Please recast the listing below as a JSON list of strings, one string per line with blank lines skipped, beginning at its first line and stopping after the line that contains "[(421, 349)]". Leave the pictures out of the list.

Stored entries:
....

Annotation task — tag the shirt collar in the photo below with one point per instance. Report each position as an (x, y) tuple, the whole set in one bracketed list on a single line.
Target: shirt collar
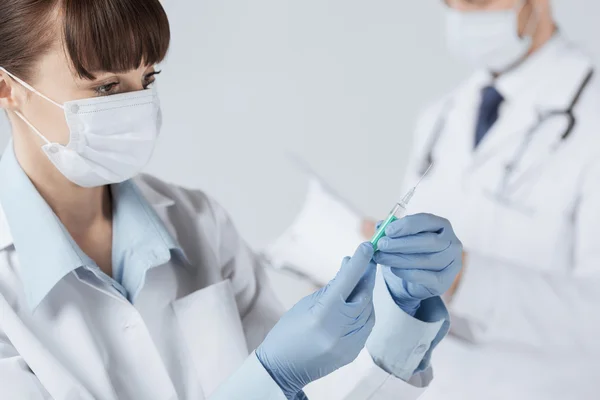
[(549, 78), (45, 248)]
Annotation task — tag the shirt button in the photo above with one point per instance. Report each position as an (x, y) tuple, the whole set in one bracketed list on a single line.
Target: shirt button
[(421, 349)]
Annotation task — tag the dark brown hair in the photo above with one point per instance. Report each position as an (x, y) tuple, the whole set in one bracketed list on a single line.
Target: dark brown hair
[(97, 35)]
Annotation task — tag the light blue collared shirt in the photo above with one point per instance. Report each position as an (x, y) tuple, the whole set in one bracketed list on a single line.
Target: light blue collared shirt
[(47, 252), (400, 344)]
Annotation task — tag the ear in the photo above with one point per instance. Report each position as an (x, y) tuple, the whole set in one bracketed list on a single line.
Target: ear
[(8, 94)]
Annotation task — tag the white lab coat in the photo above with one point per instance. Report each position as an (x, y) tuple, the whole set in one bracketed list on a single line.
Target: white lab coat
[(186, 334), (526, 320)]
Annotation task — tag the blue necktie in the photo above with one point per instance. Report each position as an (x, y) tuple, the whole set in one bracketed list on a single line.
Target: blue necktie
[(488, 112)]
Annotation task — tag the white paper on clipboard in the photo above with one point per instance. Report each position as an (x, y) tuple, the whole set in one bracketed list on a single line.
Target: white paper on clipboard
[(325, 231)]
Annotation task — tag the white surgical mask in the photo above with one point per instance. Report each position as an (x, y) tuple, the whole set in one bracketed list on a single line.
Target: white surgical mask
[(111, 137), (488, 39)]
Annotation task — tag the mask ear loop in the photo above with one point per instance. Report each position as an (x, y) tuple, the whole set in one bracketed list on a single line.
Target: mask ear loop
[(31, 88), (32, 127)]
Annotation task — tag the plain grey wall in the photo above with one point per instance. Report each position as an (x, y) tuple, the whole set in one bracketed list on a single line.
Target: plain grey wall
[(337, 81)]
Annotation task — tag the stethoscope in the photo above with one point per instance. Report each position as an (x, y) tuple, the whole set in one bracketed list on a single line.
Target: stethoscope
[(543, 117)]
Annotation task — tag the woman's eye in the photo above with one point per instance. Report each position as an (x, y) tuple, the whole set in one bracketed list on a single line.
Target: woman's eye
[(105, 90)]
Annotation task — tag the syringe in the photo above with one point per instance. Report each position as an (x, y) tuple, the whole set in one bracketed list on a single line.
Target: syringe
[(397, 212)]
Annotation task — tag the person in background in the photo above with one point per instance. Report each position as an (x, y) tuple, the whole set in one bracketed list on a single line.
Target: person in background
[(115, 285), (515, 164)]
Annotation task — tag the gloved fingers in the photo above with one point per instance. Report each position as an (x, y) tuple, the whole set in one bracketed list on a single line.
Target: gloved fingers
[(349, 275), (418, 223), (431, 262), (427, 242), (364, 327), (364, 289)]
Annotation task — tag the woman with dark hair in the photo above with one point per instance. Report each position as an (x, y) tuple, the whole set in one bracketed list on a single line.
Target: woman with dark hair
[(119, 286)]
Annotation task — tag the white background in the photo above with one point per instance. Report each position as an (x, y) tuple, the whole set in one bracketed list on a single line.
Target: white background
[(337, 81)]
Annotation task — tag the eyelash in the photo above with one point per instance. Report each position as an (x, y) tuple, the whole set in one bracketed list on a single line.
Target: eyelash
[(106, 90)]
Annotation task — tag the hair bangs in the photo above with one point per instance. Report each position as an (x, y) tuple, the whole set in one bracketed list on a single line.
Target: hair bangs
[(114, 35)]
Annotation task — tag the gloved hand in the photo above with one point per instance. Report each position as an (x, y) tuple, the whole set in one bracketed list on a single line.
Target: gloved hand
[(421, 256), (323, 331)]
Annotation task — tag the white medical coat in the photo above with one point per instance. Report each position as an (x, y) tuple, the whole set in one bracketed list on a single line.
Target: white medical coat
[(183, 338), (526, 320)]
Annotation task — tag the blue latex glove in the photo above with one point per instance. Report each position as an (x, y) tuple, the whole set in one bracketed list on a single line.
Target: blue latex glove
[(323, 331), (421, 256)]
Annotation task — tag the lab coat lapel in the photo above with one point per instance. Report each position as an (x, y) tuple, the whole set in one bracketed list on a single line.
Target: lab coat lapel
[(551, 89), (547, 137), (212, 329)]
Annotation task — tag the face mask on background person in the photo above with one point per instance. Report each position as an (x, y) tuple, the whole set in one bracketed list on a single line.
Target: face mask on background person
[(489, 39), (111, 138)]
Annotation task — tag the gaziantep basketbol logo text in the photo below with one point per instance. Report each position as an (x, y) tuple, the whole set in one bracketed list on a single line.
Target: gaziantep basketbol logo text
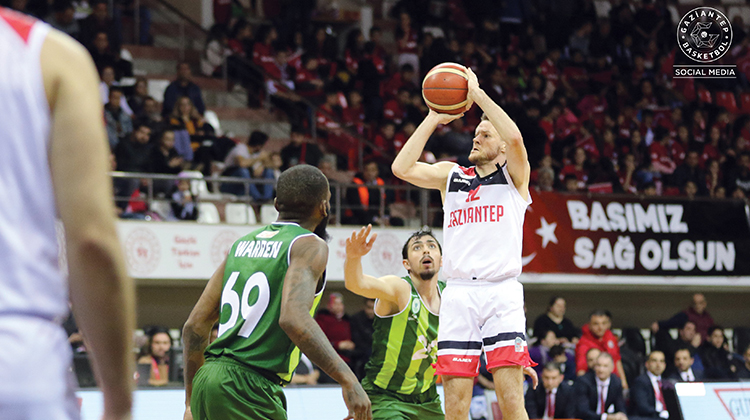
[(704, 34)]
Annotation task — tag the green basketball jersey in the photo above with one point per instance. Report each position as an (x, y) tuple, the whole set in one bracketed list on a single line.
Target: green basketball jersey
[(249, 329), (404, 348)]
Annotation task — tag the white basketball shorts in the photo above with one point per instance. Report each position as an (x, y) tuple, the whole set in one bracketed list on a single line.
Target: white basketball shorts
[(477, 316)]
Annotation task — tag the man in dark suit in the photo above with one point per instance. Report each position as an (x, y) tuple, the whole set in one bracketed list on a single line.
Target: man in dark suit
[(646, 394), (688, 337), (683, 367), (554, 399), (599, 393)]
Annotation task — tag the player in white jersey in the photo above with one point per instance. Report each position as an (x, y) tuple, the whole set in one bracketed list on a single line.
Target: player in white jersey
[(53, 163), (484, 206)]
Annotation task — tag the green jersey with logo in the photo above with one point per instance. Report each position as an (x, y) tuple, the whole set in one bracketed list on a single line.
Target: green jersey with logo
[(249, 330), (404, 348)]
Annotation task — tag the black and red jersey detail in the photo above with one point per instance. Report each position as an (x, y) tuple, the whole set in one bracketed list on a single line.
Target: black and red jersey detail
[(466, 184)]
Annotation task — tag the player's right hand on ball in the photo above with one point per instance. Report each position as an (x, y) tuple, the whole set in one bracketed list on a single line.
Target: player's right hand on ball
[(357, 402), (358, 245), (444, 118)]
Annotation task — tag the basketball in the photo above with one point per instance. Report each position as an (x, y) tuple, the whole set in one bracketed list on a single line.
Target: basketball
[(445, 87)]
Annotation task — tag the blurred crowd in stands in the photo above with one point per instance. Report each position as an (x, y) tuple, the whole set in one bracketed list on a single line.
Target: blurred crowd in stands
[(584, 372), (591, 90)]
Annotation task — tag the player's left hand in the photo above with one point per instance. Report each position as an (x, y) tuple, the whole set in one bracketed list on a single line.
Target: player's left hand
[(472, 85), (358, 245), (532, 373)]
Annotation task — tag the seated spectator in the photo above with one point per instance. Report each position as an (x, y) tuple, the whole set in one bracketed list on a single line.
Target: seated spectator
[(246, 160), (183, 204), (150, 115), (395, 109), (307, 81), (539, 352), (683, 367), (689, 190), (185, 116), (63, 18), (299, 150), (696, 313), (577, 168), (182, 86), (626, 174), (545, 180), (591, 357), (687, 338), (740, 179), (134, 153), (385, 140), (646, 394), (744, 371), (165, 160), (570, 184), (554, 399), (107, 82), (597, 334), (555, 320), (104, 57), (216, 52), (565, 359), (689, 171), (155, 355), (362, 330), (456, 144), (139, 96), (600, 393), (717, 360), (118, 123), (263, 51), (99, 21), (336, 325), (661, 159), (714, 178), (306, 373), (366, 200)]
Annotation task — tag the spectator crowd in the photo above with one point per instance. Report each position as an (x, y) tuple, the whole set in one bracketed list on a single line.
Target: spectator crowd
[(588, 373), (591, 90)]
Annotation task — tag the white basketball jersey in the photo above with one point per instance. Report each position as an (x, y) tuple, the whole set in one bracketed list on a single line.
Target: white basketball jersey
[(34, 354), (482, 226)]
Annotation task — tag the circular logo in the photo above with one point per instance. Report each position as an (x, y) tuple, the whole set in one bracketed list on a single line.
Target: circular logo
[(142, 251), (221, 245), (416, 305), (704, 34), (386, 254)]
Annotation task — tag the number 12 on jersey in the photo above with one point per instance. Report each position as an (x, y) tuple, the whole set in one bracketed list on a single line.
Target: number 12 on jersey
[(251, 314)]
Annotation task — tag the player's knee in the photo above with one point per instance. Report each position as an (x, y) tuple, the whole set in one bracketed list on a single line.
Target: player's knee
[(510, 401)]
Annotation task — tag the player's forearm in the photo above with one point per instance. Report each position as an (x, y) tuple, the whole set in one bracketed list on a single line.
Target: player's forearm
[(307, 335), (621, 374), (506, 128), (103, 303), (413, 148), (354, 278), (194, 343)]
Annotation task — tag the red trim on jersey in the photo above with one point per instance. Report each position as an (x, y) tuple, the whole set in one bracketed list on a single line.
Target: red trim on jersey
[(447, 365), (468, 171), (508, 356), (20, 23)]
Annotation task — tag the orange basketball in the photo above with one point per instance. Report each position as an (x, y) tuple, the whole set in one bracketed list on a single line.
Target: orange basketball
[(445, 87)]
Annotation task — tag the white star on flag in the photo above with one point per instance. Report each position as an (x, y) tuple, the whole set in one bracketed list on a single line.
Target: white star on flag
[(547, 232)]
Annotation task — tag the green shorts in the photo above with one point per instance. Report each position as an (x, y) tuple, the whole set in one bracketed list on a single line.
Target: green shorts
[(388, 405), (225, 389)]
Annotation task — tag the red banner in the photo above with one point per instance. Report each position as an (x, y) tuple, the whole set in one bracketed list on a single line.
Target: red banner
[(630, 235)]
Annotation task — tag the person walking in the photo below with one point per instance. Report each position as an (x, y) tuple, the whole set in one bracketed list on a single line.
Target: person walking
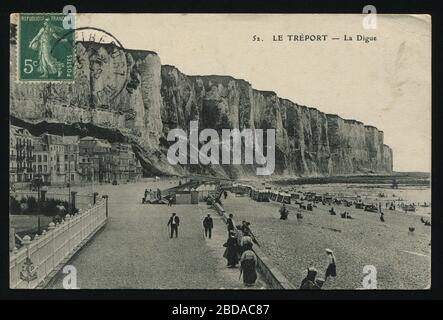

....

## WRITTEN REPLY
[
  "Annotation task — tag the shirt collar in the photo below with one point per instance. Report each position as an (x, y) tuple, the whole set in one bracketed list on a single line.",
  "Target: shirt collar",
  "[(549, 78), (45, 248)]",
  "Annotation task — tag the shirt button in the photo above with one point per instance. Report each position as an (x, y) tuple, the whole set in one bracketed list on a single line.",
  "Target: shirt button",
  "[(421, 349)]"
]